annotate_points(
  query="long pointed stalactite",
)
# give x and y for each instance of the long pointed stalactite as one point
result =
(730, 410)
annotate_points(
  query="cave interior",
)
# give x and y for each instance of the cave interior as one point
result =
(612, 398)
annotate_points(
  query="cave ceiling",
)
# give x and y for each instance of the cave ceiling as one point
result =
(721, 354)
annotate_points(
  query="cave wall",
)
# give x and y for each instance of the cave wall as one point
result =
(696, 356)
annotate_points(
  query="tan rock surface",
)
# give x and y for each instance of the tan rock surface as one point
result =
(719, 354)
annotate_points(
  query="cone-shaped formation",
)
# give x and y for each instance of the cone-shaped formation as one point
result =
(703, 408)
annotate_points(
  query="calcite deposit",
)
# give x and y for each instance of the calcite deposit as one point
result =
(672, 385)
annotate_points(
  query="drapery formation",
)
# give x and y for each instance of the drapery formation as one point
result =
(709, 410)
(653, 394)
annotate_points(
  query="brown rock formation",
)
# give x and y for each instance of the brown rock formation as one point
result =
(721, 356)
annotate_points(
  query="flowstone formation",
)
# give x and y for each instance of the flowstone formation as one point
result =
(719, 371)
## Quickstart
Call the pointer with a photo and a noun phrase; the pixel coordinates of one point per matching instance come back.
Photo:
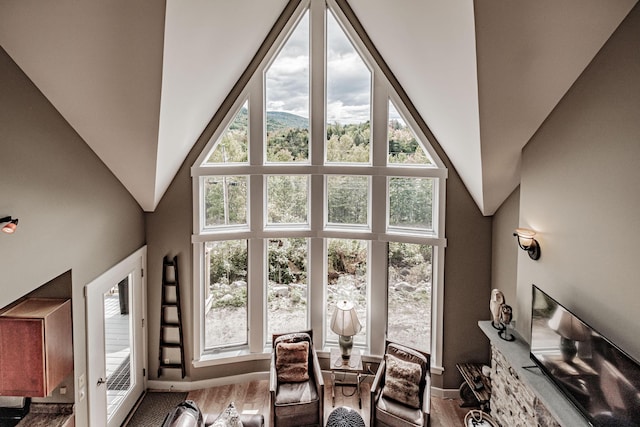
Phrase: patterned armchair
(401, 389)
(296, 385)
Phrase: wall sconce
(527, 242)
(10, 227)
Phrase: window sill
(229, 356)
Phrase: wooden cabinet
(36, 347)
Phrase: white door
(116, 341)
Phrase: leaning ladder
(170, 318)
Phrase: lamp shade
(568, 326)
(525, 236)
(345, 321)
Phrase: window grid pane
(411, 203)
(287, 286)
(287, 100)
(404, 148)
(225, 201)
(348, 200)
(287, 199)
(233, 146)
(348, 99)
(347, 280)
(409, 294)
(226, 308)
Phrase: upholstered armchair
(296, 386)
(401, 389)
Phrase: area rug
(154, 408)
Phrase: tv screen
(598, 377)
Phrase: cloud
(348, 78)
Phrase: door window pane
(287, 199)
(348, 99)
(411, 203)
(348, 200)
(287, 99)
(347, 279)
(226, 307)
(225, 201)
(409, 294)
(287, 287)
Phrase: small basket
(477, 418)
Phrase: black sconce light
(527, 242)
(10, 227)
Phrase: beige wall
(579, 191)
(74, 215)
(467, 271)
(504, 259)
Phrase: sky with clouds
(348, 78)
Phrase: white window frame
(378, 171)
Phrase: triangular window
(348, 99)
(317, 185)
(233, 144)
(404, 147)
(287, 99)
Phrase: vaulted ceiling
(139, 80)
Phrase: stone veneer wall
(513, 404)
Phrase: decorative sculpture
(496, 302)
(506, 314)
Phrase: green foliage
(348, 199)
(288, 261)
(348, 143)
(229, 297)
(228, 261)
(225, 200)
(346, 257)
(411, 202)
(287, 197)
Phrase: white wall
(504, 257)
(579, 191)
(75, 216)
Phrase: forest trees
(347, 202)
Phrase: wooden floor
(253, 398)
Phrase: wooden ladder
(170, 318)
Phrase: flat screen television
(601, 380)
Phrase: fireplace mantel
(521, 367)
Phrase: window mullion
(377, 296)
(317, 84)
(380, 120)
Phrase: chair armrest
(426, 399)
(376, 389)
(378, 380)
(317, 374)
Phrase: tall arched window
(318, 187)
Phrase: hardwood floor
(253, 398)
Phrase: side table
(351, 366)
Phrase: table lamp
(345, 324)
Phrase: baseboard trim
(160, 385)
(202, 384)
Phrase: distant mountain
(278, 120)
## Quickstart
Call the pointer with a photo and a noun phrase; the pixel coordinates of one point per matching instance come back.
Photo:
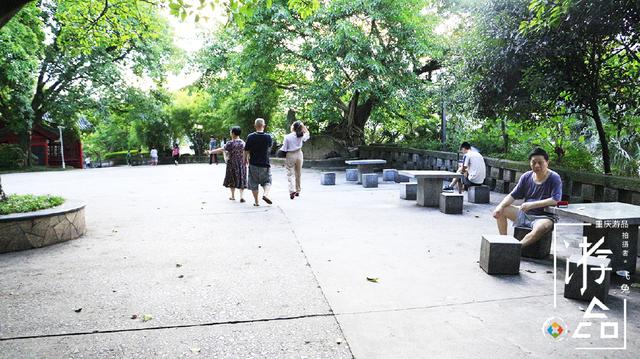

> **Exercise goal**: All lines that contain the word "flowstone" must be copied from the records above.

> **Result of the exercise**:
  query="flowstone formation",
# give x and y for each instance of the flowstone formation as one point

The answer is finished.